[begin Data lines]

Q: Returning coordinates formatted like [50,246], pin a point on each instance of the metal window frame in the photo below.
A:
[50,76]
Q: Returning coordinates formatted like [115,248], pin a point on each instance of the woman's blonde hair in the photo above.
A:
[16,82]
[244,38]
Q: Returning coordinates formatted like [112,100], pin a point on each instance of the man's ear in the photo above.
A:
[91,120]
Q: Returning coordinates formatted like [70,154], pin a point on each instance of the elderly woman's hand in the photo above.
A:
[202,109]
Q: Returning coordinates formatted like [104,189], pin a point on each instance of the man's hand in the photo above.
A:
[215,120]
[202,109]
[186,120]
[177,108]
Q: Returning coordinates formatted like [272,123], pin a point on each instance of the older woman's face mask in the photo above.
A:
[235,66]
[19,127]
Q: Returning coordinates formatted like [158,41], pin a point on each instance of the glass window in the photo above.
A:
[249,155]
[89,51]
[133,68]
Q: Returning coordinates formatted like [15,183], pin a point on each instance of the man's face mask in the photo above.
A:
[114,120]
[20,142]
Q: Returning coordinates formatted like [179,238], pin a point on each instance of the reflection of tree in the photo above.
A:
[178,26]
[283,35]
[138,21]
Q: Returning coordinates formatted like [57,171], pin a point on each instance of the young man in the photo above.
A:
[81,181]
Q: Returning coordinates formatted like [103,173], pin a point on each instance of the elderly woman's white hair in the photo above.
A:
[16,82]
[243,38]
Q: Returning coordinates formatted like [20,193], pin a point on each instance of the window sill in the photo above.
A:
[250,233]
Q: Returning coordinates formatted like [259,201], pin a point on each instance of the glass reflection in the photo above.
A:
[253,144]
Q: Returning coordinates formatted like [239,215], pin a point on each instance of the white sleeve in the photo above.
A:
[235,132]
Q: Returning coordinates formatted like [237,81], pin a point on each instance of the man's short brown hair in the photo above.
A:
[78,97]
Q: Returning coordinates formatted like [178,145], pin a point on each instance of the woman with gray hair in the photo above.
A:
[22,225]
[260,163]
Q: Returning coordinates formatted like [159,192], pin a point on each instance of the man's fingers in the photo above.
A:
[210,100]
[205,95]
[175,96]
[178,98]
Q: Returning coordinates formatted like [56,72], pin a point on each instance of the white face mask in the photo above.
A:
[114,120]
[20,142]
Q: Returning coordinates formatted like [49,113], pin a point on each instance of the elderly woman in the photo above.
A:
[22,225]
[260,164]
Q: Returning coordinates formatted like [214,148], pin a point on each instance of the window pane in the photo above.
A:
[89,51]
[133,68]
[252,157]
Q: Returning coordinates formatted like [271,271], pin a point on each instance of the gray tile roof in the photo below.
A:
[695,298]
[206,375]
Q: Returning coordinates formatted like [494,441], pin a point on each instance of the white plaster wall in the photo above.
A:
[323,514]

[end Data lines]

● **Set task**
Revise the records above so that "pin a point" becomes "place a point" at every occurrence, with everything else left unchanged.

● **Complete answer**
Q: Returning coordinates formatted like [50,246], place a point on each instance of the metal window frame in the photo below.
A:
[50,76]
Q: Returning coordinates formatted like [115,248], place a point on each instance of the woman's blonde hair in the photo above.
A:
[16,82]
[244,38]
Q: Returning coordinates formatted like [112,100], place a point on each instance of the man's ear in the photo above.
A:
[91,120]
Q: Returning coordinates formatted like [70,154], place a point on each instance of the elderly woman's hand in the photo above.
A:
[202,109]
Q: Returning coordinates formatted like [104,189], place a point on each instance of the man's hand in the photo above.
A:
[215,120]
[202,109]
[186,120]
[177,108]
Q: Returning coordinates formatted like [272,123], place a point on each instance of the older woman's face mask in the photo above.
A:
[235,66]
[19,127]
Q: Returning coordinates formatted like [158,41], place a point on each instance of the glass window in the photo above.
A:
[249,155]
[89,51]
[133,68]
Q: Returning coordinates formatted like [15,183], place a point on each instance of the man's face mask in the photo above.
A:
[114,120]
[20,142]
Q: Returning coordinates formatted like [179,238], place a point on each instance of the reflection of tree in the photo above.
A:
[178,26]
[283,35]
[138,21]
Q: Returning coordinates formatted like [57,171], place a point on each instance of the young man in the photo above.
A:
[81,181]
Q: Returning coordinates formatted like [103,173], place a point on each instance of the elderly woman's white hair in the photo above.
A:
[16,82]
[243,38]
Q: Returning coordinates formatted like [20,193], place a point on each instance of the window sill in the photo above.
A:
[250,233]
Q: Returning coordinates formatted like [259,201], place a point on each instance of the glass reflection in the photo above.
A:
[253,144]
Q: Returning coordinates formatted like [239,215], place a point on each instance of the white sleeve in the photo above.
A:
[235,132]
Q: Returning coordinates formatted like [237,81], place a point on each instance of the man's short brown hair in the photo above.
A:
[78,97]
Q: Returning coordinates formatted like [178,145], place a point on each instance of the woman with gray hair in the photo above.
A:
[22,225]
[260,163]
Q: Returning coordinates formatted like [159,192], place a point on each instance of the man's fingers in the photo above.
A:
[210,100]
[205,95]
[175,96]
[178,98]
Q: Returning coordinates formatted like [56,72], place a point on each instance of the white face mask in the photo above.
A:
[114,120]
[20,142]
Q: Returning coordinates formatted like [49,113], place a point on each instance of the elderly woman in the photo above.
A:
[22,225]
[260,164]
Q: Returning coordinates formatted like [214,148], place a point on each instance of the window pane in the photo above.
A:
[89,51]
[133,68]
[252,157]
Q: Returning coordinates formatted like [271,271], place a point on each instance of the gray tile roof in the photo below.
A:
[695,298]
[206,375]
Q: Returning coordinates formatted like [494,441], place a point on each instance of the white plaster wall in the photo above.
A:
[323,514]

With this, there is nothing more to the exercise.